• **Tarefas e exercícios**
a - Resuma em duas frases o texto sobre as intervenções no pavilhão da Bienal.
b - Prossiga o texto sobre as intervenções no pavilhão da Bienal a partir do ponto em que ele termina.

• **Texto de leitura**
As intervenções no pavilhão da bienal acontecem como parte do projeto expográfico da Bienal. A 28ª edição, em 2008, deixou o edifício completamente nu, expondo o prédio na sua racionalidade modernista. Também incluiu um escorregador do artista Carsten Holler como alternativa às rampas e escadas. Na ocasião, um grupo invadiu o prédio e pichou frases de protesto. “Espancaremos na tinta a Bienal de arte, esse ano conhecida como Bienal do Vazio”, dizia um convite ao ato, compartilhado pelos pichadores.
Já em 2018, cortinas definiram espaços de uma exposição que se voltava para dentro do prédio. Quem olhava de fora via apenas as costas das pinturas, em uma negação temporária das transparências das enormes janelas do pavilhão. Em 2020, com a mostra “Vento”, o prédio voltou ao minimalismo sem divisórias, focando em obras desmaterializadas -em áudio e vídeo-, no ambiente de certa forma inóspito imposto pela pandemia.
Na edição deste ano, a proposta audaciosa do Vão altera a forma como enxergamos o pavilhão. O ambiente amplo com visibilidade completa de todo o prédio se inverte. Quem está no segundo pavimento tem a visão voltada para as janelas laterais, olhando para fora, para o parque. Quem está nos outros andares, enxerga as curvas de Niemeyer realçadas pelo volume monolítico.
Winkel comenta que a intervenção temporária no vão surgiu de um processo de entendimento da proposta curatorial. “Existia uma vontade da curadoria de romper um tanto do que esse edifício carrega como peso simbólico de uma determinada época, quando o Brasil tinha uma representação oficial de arquitetura”, comenta.
O arquiteto e professor Silvio Oksman, especialista em restauro e preservação de patrimônio cultural, resume essa questão do peso que rodeia a arquitetura moderna no Brasil. Segundo ele, por muito tempo intervir em um edifício modernista, mesmo que temporariamente, foi um tabu. “Em relação ao moderno, a gente não se dá o direito de se divertir”, diz. “Eventualmente alguém vai dizer ‘ah, mas fechou o vazio, desrespeitou o prédio’; pelo contrário, fechou o vazio, provocou o prédio, e provocar é colocar em debate, em diálogo; é bonito. O prédio te chama para fazer isso.”
Nesse sentido, a proposta do Vão incita um jogo de relações entre o público e o pavilhão. “A gente queria um projeto que chamasse o edifício para dançar junto”, diz Juni em referência ao título da 35ª Bienal, “Coreografias do Impossível”.

(Dados de localização de pontos)
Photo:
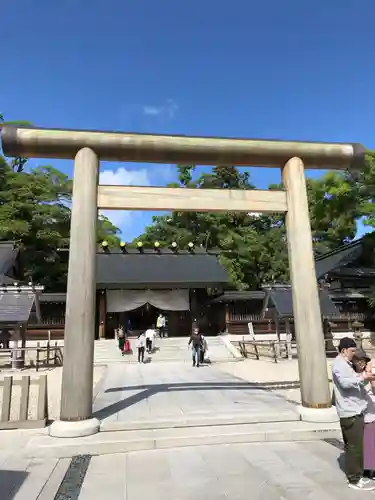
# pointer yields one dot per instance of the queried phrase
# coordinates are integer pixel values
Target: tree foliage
(253, 248)
(35, 213)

• **Gabarito**
a - As intervenções no pavilhão fazem parte do projeto expográfico da Bienal e já o deixaram nu em 2008, o dividiram com cortinas em 2018 e o devolveram ao minimalismo sem divisórias em 2020. Na edição deste ano, a proposta do Vão inverte a visibilidade do prédio e, segundo Winkel, atende à vontade da curadoria de romper parte do peso simbólico que o edifício carrega.

b -
A publicação educativa, criada pela equipe da bienal, associa essa coreografia ao ato de caminhar. “Seguir em frente ou retroceder, movimentar o corpo em relação aos ambientes e aos outros corpos é dançar”, diz o texto. Anna, Enk e Gustavo buscam trazer essas conexões para o trajeto da exposição, invertendo a ordem tradicional de circulação.
Do primeiro pavimento, sobe-se direto ao último andar para depois descer ao segundo. A descida acontece pela rampa externa do prédio. Esse ir e vir -seguir e retroceder- é orientado por cores que identificam os caminhos da exposição. Trocar pavimentos, justapor o espaço vazio ao fechado, circular dentro e fora do edifício são movimentos que formam as reviravoltas dançantes da proposta.
Enkel lembra que a mudança também propõe repensar padrões históricos observados. “Havia uma hierarquia clara nos andares. Brasil e Estados Unidos ficavam no primeiro andar; no segundo andar tínhamos França, Espanha, Itália, Portugal -países com maior proximidade econômica e cultural com o Brasil-, e o terceiro andar era subdividido em mil caixinhas para todos os outros países.”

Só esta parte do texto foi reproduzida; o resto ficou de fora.